[Opening Records for the task section]

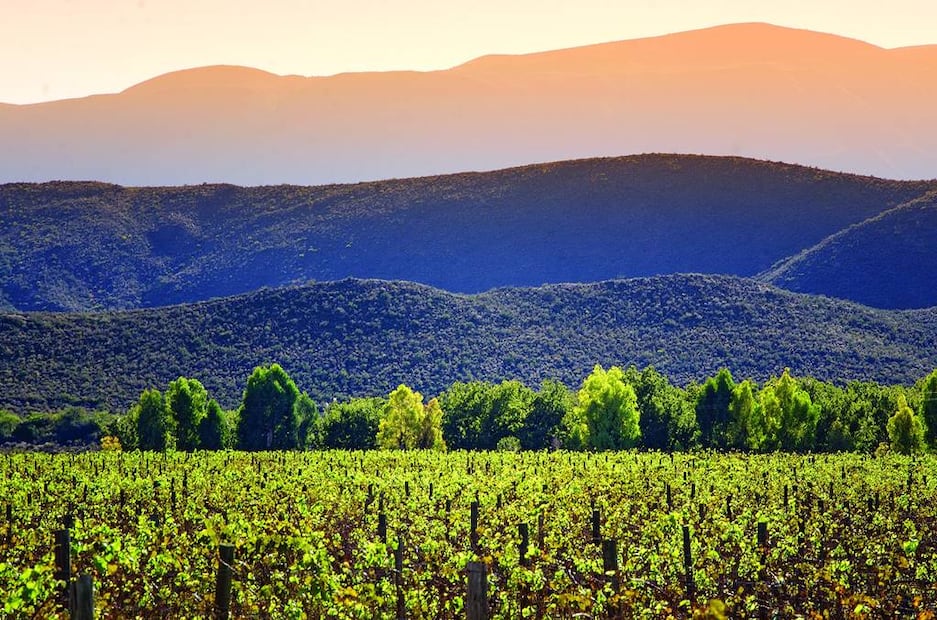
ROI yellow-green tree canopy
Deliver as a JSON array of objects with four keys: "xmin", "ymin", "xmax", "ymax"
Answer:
[
  {"xmin": 887, "ymin": 394, "xmax": 925, "ymax": 455},
  {"xmin": 921, "ymin": 369, "xmax": 937, "ymax": 448},
  {"xmin": 566, "ymin": 365, "xmax": 640, "ymax": 450},
  {"xmin": 377, "ymin": 385, "xmax": 446, "ymax": 450}
]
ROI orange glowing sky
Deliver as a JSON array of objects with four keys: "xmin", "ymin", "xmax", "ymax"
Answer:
[{"xmin": 2, "ymin": 0, "xmax": 936, "ymax": 105}]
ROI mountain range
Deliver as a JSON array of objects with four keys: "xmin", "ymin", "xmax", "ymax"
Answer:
[
  {"xmin": 3, "ymin": 22, "xmax": 937, "ymax": 416},
  {"xmin": 760, "ymin": 190, "xmax": 937, "ymax": 308},
  {"xmin": 2, "ymin": 23, "xmax": 936, "ymax": 185},
  {"xmin": 2, "ymin": 275, "xmax": 935, "ymax": 413},
  {"xmin": 3, "ymin": 155, "xmax": 936, "ymax": 313}
]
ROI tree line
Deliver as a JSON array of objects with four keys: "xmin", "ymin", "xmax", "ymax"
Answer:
[{"xmin": 3, "ymin": 364, "xmax": 936, "ymax": 455}]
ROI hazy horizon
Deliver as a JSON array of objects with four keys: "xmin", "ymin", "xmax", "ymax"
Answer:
[
  {"xmin": 2, "ymin": 21, "xmax": 935, "ymax": 185},
  {"xmin": 3, "ymin": 0, "xmax": 937, "ymax": 105}
]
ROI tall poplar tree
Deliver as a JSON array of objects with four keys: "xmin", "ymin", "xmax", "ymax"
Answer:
[
  {"xmin": 135, "ymin": 388, "xmax": 175, "ymax": 451},
  {"xmin": 887, "ymin": 394, "xmax": 925, "ymax": 455},
  {"xmin": 236, "ymin": 364, "xmax": 301, "ymax": 450},
  {"xmin": 166, "ymin": 377, "xmax": 209, "ymax": 451},
  {"xmin": 921, "ymin": 369, "xmax": 937, "ymax": 448}
]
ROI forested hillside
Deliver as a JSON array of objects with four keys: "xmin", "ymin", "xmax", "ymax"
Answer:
[
  {"xmin": 760, "ymin": 191, "xmax": 937, "ymax": 309},
  {"xmin": 2, "ymin": 155, "xmax": 934, "ymax": 312},
  {"xmin": 1, "ymin": 275, "xmax": 935, "ymax": 413}
]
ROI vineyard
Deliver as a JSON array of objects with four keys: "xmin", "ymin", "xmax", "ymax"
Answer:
[{"xmin": 1, "ymin": 450, "xmax": 935, "ymax": 618}]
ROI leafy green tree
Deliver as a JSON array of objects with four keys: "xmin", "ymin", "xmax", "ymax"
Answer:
[
  {"xmin": 198, "ymin": 399, "xmax": 232, "ymax": 450},
  {"xmin": 668, "ymin": 394, "xmax": 699, "ymax": 450},
  {"xmin": 419, "ymin": 398, "xmax": 446, "ymax": 450},
  {"xmin": 853, "ymin": 408, "xmax": 880, "ymax": 453},
  {"xmin": 800, "ymin": 377, "xmax": 847, "ymax": 450},
  {"xmin": 522, "ymin": 380, "xmax": 573, "ymax": 449},
  {"xmin": 623, "ymin": 366, "xmax": 696, "ymax": 450},
  {"xmin": 825, "ymin": 418, "xmax": 853, "ymax": 452},
  {"xmin": 727, "ymin": 380, "xmax": 757, "ymax": 450},
  {"xmin": 135, "ymin": 388, "xmax": 175, "ymax": 451},
  {"xmin": 294, "ymin": 393, "xmax": 319, "ymax": 449},
  {"xmin": 0, "ymin": 410, "xmax": 19, "ymax": 442},
  {"xmin": 568, "ymin": 365, "xmax": 640, "ymax": 450},
  {"xmin": 166, "ymin": 377, "xmax": 209, "ymax": 451},
  {"xmin": 771, "ymin": 369, "xmax": 820, "ymax": 452},
  {"xmin": 751, "ymin": 386, "xmax": 781, "ymax": 451},
  {"xmin": 750, "ymin": 370, "xmax": 820, "ymax": 452},
  {"xmin": 113, "ymin": 412, "xmax": 139, "ymax": 451},
  {"xmin": 237, "ymin": 364, "xmax": 301, "ymax": 450},
  {"xmin": 485, "ymin": 381, "xmax": 532, "ymax": 449},
  {"xmin": 921, "ymin": 369, "xmax": 937, "ymax": 448},
  {"xmin": 12, "ymin": 414, "xmax": 57, "ymax": 443},
  {"xmin": 377, "ymin": 385, "xmax": 445, "ymax": 450},
  {"xmin": 496, "ymin": 436, "xmax": 522, "ymax": 451},
  {"xmin": 622, "ymin": 365, "xmax": 664, "ymax": 449},
  {"xmin": 0, "ymin": 411, "xmax": 18, "ymax": 440},
  {"xmin": 440, "ymin": 381, "xmax": 532, "ymax": 450},
  {"xmin": 887, "ymin": 394, "xmax": 925, "ymax": 455},
  {"xmin": 695, "ymin": 368, "xmax": 735, "ymax": 448},
  {"xmin": 317, "ymin": 398, "xmax": 383, "ymax": 449},
  {"xmin": 844, "ymin": 381, "xmax": 905, "ymax": 451},
  {"xmin": 54, "ymin": 407, "xmax": 109, "ymax": 445},
  {"xmin": 440, "ymin": 382, "xmax": 491, "ymax": 450}
]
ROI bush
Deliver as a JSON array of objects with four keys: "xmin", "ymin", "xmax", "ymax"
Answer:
[
  {"xmin": 100, "ymin": 435, "xmax": 122, "ymax": 451},
  {"xmin": 0, "ymin": 410, "xmax": 19, "ymax": 442},
  {"xmin": 496, "ymin": 436, "xmax": 521, "ymax": 452}
]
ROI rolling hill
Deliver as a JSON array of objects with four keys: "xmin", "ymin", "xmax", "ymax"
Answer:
[
  {"xmin": 3, "ymin": 155, "xmax": 935, "ymax": 312},
  {"xmin": 760, "ymin": 190, "xmax": 937, "ymax": 309},
  {"xmin": 2, "ymin": 23, "xmax": 936, "ymax": 185},
  {"xmin": 1, "ymin": 275, "xmax": 935, "ymax": 414}
]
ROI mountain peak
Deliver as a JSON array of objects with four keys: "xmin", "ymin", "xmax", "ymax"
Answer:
[
  {"xmin": 455, "ymin": 22, "xmax": 887, "ymax": 75},
  {"xmin": 120, "ymin": 65, "xmax": 287, "ymax": 97}
]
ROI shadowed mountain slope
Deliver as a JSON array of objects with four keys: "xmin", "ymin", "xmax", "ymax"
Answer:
[
  {"xmin": 760, "ymin": 191, "xmax": 937, "ymax": 309},
  {"xmin": 2, "ymin": 155, "xmax": 935, "ymax": 312},
  {"xmin": 2, "ymin": 23, "xmax": 936, "ymax": 185},
  {"xmin": 1, "ymin": 275, "xmax": 935, "ymax": 413}
]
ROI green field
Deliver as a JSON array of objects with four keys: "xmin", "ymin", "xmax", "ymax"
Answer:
[{"xmin": 1, "ymin": 450, "xmax": 935, "ymax": 618}]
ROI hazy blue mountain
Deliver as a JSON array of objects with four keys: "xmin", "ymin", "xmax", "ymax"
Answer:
[
  {"xmin": 760, "ymin": 191, "xmax": 937, "ymax": 309},
  {"xmin": 3, "ymin": 155, "xmax": 933, "ymax": 312}
]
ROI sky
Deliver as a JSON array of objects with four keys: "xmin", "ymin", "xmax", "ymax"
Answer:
[{"xmin": 2, "ymin": 0, "xmax": 936, "ymax": 105}]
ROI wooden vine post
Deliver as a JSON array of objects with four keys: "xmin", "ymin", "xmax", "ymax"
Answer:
[
  {"xmin": 591, "ymin": 508, "xmax": 601, "ymax": 544},
  {"xmin": 394, "ymin": 540, "xmax": 405, "ymax": 620},
  {"xmin": 214, "ymin": 544, "xmax": 235, "ymax": 620},
  {"xmin": 466, "ymin": 562, "xmax": 488, "ymax": 620},
  {"xmin": 682, "ymin": 525, "xmax": 694, "ymax": 600},
  {"xmin": 54, "ymin": 529, "xmax": 71, "ymax": 603},
  {"xmin": 72, "ymin": 574, "xmax": 94, "ymax": 620}
]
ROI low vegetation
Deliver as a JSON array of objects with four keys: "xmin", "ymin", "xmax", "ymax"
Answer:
[
  {"xmin": 1, "ymin": 450, "xmax": 935, "ymax": 617},
  {"xmin": 2, "ymin": 275, "xmax": 936, "ymax": 415}
]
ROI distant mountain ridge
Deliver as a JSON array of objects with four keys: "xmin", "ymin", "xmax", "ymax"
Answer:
[
  {"xmin": 760, "ymin": 191, "xmax": 937, "ymax": 308},
  {"xmin": 3, "ymin": 154, "xmax": 935, "ymax": 312},
  {"xmin": 2, "ymin": 275, "xmax": 935, "ymax": 413},
  {"xmin": 2, "ymin": 23, "xmax": 936, "ymax": 184}
]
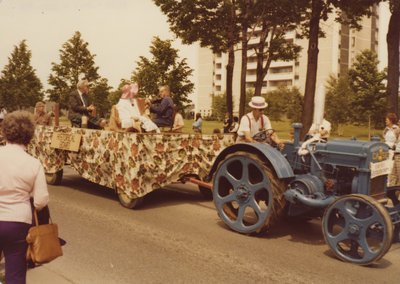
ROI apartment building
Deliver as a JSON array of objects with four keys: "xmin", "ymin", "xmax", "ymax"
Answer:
[{"xmin": 194, "ymin": 3, "xmax": 390, "ymax": 116}]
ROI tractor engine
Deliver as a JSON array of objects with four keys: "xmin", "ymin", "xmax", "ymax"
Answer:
[{"xmin": 284, "ymin": 134, "xmax": 391, "ymax": 218}]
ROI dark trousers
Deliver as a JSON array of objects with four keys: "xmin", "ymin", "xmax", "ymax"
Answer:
[
  {"xmin": 153, "ymin": 117, "xmax": 172, "ymax": 128},
  {"xmin": 70, "ymin": 116, "xmax": 102, "ymax": 129},
  {"xmin": 0, "ymin": 221, "xmax": 31, "ymax": 284}
]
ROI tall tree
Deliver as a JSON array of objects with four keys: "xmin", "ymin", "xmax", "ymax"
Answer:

[Closing Records for the task section]

Your task: Give a count of the lines above that include the word "mountain", and add nothing to it.

Task answer: 5